Aim: Output the lines of the entries below as a JSON list of strings, one string per line with blank lines omitted, from the line containing "Objective — one dot per instance of the coiled" up to and including the line containing "[[921, 502], [948, 552]]".

— start —

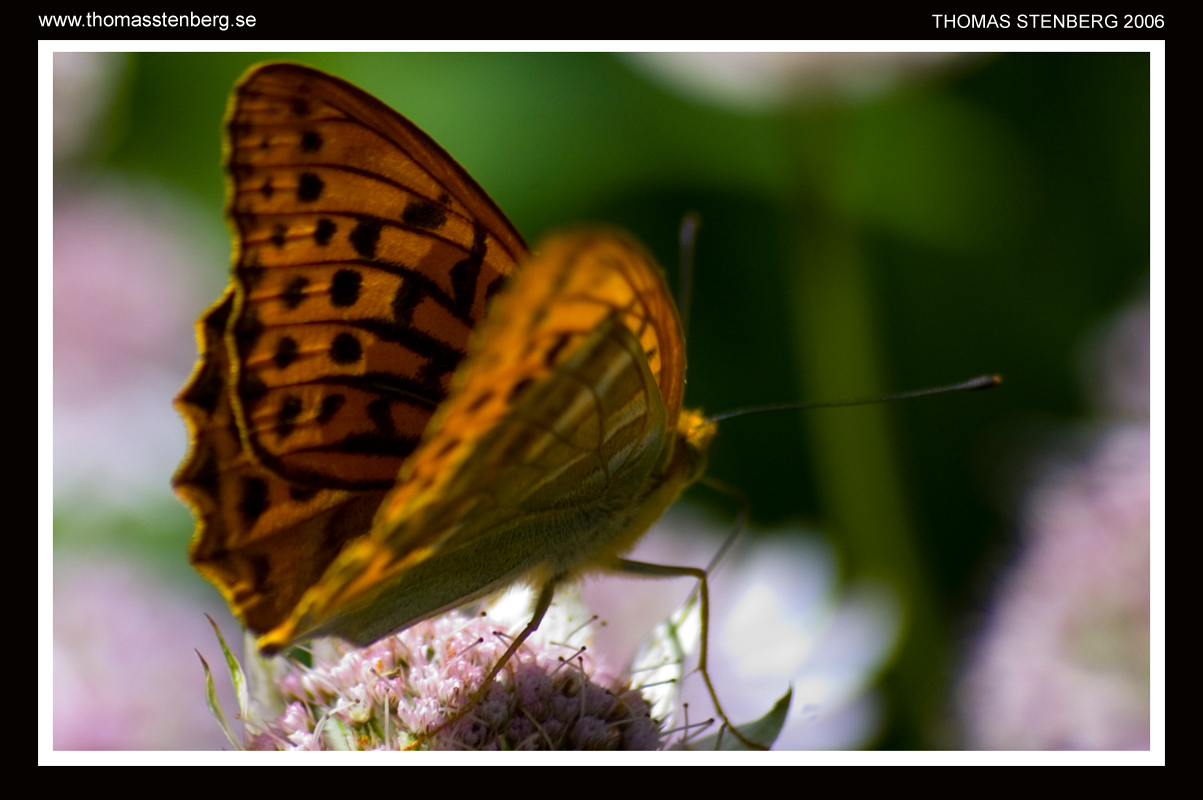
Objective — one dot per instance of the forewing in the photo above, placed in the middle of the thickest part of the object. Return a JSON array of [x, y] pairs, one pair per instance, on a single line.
[[553, 425]]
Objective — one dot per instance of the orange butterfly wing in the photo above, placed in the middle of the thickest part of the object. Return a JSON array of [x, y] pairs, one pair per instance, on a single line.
[[365, 256], [558, 446]]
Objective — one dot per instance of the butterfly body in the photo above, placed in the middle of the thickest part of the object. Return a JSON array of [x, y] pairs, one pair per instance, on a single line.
[[398, 409]]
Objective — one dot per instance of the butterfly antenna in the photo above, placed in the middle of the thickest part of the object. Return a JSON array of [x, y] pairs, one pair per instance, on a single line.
[[688, 241], [740, 519], [976, 384]]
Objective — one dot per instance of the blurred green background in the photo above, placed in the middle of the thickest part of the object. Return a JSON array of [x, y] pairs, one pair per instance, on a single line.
[[978, 219]]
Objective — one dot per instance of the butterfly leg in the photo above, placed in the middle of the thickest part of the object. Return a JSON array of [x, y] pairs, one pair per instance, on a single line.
[[662, 570], [540, 610]]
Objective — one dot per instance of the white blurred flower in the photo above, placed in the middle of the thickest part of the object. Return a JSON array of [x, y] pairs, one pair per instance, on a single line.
[[1062, 661], [778, 618], [766, 82], [125, 668]]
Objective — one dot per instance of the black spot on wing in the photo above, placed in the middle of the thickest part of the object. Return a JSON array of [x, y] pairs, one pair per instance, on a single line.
[[325, 231], [254, 499], [286, 418], [424, 214], [309, 188], [345, 349], [365, 236], [286, 350], [295, 292], [344, 289], [330, 406], [253, 390], [247, 331], [310, 142]]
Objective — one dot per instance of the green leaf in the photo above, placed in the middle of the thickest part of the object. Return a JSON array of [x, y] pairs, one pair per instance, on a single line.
[[236, 674], [762, 732], [211, 699]]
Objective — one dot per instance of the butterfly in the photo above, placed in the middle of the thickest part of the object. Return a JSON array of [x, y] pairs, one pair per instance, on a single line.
[[398, 408]]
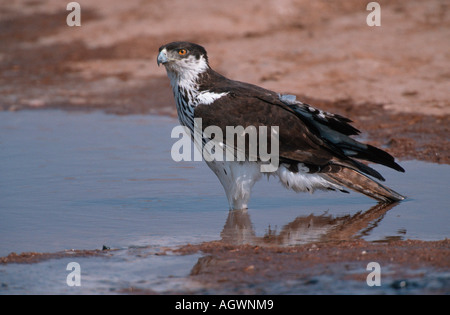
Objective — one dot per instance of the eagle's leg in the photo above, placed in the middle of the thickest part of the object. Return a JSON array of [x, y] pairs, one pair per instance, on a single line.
[[237, 178]]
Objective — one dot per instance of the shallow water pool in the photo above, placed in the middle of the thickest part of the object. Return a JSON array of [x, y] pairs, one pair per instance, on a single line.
[[77, 180]]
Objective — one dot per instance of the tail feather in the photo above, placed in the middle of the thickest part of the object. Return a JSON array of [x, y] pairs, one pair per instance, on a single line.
[[361, 183]]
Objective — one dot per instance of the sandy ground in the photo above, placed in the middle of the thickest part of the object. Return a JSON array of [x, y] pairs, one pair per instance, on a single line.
[[393, 81], [395, 76]]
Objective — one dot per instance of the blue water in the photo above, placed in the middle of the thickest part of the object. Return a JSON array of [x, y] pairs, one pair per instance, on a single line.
[[76, 180]]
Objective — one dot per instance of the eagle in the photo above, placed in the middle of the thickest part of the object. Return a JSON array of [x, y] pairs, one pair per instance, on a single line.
[[316, 149]]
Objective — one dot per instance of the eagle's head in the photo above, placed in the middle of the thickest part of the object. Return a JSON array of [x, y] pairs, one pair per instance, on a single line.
[[183, 59]]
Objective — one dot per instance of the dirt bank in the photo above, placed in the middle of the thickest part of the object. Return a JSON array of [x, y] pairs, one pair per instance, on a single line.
[[392, 80]]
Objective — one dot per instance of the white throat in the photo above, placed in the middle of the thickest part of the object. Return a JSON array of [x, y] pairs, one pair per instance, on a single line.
[[184, 74]]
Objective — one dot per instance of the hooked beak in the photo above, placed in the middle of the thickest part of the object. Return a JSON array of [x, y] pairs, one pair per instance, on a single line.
[[162, 57]]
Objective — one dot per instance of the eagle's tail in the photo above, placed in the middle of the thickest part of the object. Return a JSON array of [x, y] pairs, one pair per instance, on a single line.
[[361, 183]]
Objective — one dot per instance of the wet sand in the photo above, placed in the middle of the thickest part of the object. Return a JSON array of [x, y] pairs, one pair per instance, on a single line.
[[392, 81]]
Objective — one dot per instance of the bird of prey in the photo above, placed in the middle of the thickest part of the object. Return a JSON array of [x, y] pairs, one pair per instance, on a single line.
[[316, 151]]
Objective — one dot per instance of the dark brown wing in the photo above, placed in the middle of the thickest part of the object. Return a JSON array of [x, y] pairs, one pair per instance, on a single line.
[[307, 135]]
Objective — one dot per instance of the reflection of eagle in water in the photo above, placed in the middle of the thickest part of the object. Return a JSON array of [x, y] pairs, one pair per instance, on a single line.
[[315, 148]]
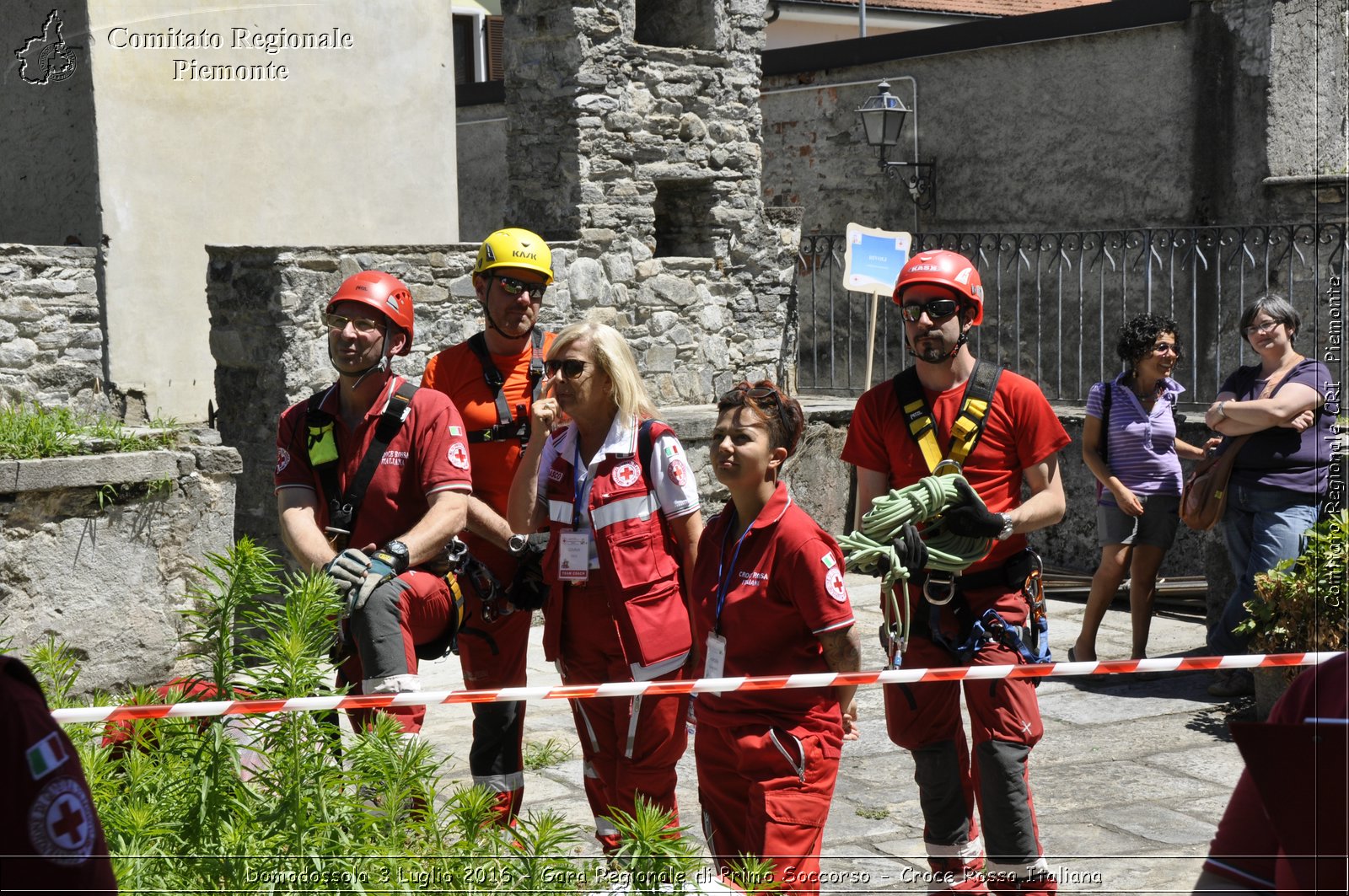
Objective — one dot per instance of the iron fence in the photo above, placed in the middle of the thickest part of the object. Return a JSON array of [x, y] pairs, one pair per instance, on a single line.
[[1056, 303]]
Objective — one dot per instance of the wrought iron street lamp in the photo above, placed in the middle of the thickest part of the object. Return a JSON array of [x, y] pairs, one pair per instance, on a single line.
[[883, 121]]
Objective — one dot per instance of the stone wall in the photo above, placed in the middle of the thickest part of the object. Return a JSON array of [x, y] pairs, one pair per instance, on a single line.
[[634, 130], [99, 550], [1233, 115], [51, 325]]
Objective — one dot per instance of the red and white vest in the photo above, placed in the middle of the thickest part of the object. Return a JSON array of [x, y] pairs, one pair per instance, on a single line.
[[638, 561]]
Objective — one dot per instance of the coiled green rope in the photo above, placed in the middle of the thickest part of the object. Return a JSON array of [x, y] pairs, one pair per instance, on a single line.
[[921, 502], [948, 552]]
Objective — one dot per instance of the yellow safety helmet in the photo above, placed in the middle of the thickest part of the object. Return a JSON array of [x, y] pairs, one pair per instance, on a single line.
[[516, 247]]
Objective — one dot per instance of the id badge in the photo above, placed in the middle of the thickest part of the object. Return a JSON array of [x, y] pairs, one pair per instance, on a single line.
[[715, 667], [573, 556]]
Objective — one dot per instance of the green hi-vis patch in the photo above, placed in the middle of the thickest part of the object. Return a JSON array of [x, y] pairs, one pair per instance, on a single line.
[[323, 446]]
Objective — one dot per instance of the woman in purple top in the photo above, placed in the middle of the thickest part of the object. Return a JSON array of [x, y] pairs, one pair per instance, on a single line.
[[1132, 449], [1282, 473]]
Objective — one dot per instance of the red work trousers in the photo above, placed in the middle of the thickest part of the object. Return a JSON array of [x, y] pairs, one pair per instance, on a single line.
[[629, 745], [492, 655], [384, 636], [924, 718], [766, 791]]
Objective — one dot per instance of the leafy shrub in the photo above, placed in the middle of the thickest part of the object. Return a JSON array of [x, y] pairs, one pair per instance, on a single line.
[[1299, 605], [33, 431], [289, 802]]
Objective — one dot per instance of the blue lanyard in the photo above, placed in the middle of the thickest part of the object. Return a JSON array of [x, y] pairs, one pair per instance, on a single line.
[[723, 582], [577, 485]]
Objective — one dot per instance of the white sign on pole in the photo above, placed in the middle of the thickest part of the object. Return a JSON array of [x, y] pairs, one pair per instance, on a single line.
[[873, 258]]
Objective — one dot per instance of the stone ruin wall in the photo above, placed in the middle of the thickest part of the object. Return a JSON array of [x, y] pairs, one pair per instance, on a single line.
[[51, 327]]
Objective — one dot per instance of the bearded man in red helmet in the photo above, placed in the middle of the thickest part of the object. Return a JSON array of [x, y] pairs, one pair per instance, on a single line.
[[1004, 433], [373, 480]]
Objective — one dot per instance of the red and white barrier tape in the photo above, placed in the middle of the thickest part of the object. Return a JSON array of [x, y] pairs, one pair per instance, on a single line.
[[692, 686]]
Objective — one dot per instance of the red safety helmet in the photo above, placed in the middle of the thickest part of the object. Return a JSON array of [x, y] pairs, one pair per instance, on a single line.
[[942, 267], [382, 292]]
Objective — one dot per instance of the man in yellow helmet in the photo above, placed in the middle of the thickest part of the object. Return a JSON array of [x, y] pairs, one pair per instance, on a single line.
[[492, 378]]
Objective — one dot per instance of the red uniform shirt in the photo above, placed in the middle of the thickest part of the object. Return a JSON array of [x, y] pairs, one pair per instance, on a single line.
[[428, 453], [1020, 431], [53, 840], [458, 373], [786, 587]]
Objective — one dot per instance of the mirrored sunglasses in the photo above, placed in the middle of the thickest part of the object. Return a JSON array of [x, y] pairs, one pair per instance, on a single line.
[[937, 309], [517, 287], [361, 325], [571, 368]]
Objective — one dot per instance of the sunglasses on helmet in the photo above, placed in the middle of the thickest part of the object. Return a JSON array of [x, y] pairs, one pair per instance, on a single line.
[[571, 368], [514, 287], [361, 325], [937, 309]]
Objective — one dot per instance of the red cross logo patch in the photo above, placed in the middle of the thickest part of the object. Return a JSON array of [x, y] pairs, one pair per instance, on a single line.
[[61, 822]]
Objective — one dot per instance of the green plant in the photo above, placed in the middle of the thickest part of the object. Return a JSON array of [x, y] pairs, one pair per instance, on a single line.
[[30, 431], [290, 802], [1299, 605], [551, 752], [652, 855]]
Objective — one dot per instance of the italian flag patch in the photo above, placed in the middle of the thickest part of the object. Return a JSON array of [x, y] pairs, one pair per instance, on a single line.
[[46, 756]]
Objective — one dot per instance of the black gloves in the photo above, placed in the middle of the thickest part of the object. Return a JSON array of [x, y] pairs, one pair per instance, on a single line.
[[970, 517], [910, 548], [528, 590]]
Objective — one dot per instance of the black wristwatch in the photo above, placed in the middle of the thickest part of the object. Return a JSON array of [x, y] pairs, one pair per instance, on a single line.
[[398, 550]]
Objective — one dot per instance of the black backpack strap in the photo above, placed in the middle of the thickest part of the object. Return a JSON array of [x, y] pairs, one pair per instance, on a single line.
[[1104, 446], [508, 427], [536, 365], [341, 512], [478, 345]]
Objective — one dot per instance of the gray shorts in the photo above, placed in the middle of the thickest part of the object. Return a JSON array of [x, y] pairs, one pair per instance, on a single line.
[[1157, 525]]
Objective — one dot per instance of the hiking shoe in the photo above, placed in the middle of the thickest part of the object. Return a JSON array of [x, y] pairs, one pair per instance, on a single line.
[[1233, 683]]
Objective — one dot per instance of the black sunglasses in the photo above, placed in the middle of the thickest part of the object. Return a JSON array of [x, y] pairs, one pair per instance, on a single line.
[[517, 287], [571, 368], [762, 394], [937, 309]]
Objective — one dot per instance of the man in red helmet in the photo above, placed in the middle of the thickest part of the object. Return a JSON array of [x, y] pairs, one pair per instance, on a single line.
[[373, 480], [492, 378], [1005, 433]]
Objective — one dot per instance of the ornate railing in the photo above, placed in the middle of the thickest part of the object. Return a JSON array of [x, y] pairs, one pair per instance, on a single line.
[[1054, 303]]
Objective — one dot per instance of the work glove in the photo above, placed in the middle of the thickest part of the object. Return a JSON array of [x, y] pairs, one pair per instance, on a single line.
[[348, 570], [970, 517], [384, 567], [910, 548], [528, 590]]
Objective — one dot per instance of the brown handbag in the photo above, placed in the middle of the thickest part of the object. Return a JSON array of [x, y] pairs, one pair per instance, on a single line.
[[1205, 496]]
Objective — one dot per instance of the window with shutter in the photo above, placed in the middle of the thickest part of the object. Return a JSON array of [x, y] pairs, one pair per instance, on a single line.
[[496, 64]]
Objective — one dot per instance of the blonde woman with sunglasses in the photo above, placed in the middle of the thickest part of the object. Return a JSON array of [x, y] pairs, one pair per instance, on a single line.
[[620, 500]]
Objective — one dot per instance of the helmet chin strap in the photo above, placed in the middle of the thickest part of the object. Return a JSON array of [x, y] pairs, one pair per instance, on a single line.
[[950, 355]]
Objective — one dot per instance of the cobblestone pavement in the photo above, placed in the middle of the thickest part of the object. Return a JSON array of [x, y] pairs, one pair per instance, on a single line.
[[1128, 783]]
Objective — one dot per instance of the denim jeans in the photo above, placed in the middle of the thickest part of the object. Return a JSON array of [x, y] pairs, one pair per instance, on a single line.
[[1260, 527]]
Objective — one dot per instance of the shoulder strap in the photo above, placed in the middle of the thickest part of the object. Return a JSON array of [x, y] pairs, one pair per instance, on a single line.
[[536, 365], [341, 512], [645, 444], [969, 422], [1104, 444], [478, 345]]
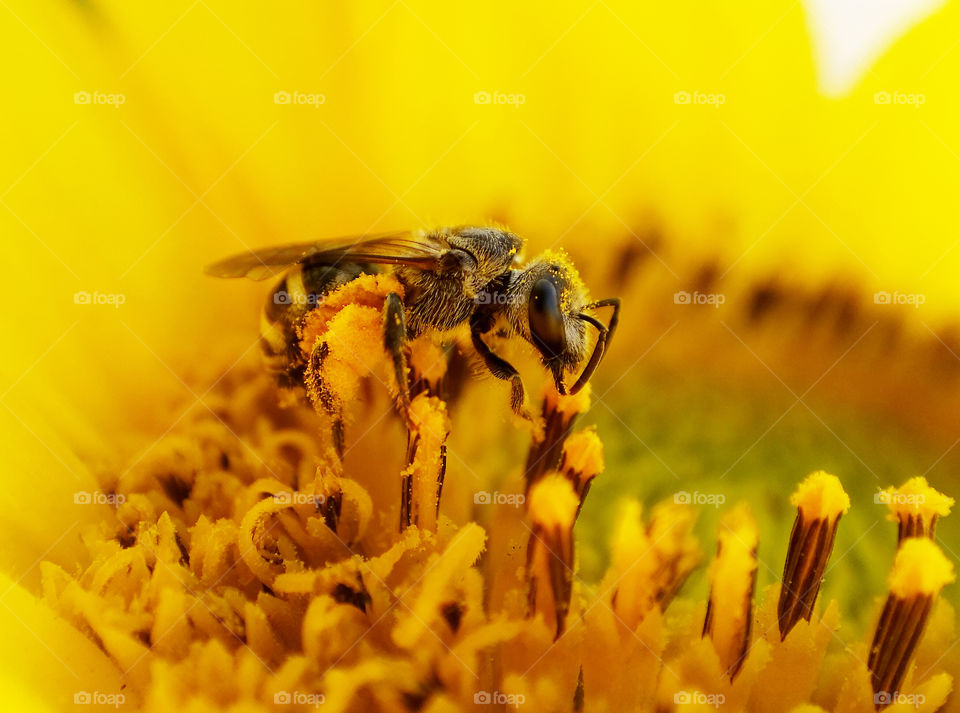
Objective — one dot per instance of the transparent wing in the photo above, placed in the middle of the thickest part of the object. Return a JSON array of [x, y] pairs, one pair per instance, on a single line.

— end —

Finished task:
[
  "Objective — one dot per instance of the coiled green rope in the photo above, placed in the middle of the thickest part of the object. Return a JSON array of [x, y] pairs, one pair per instance, on a single line.",
  "[[921, 502], [948, 552]]"
]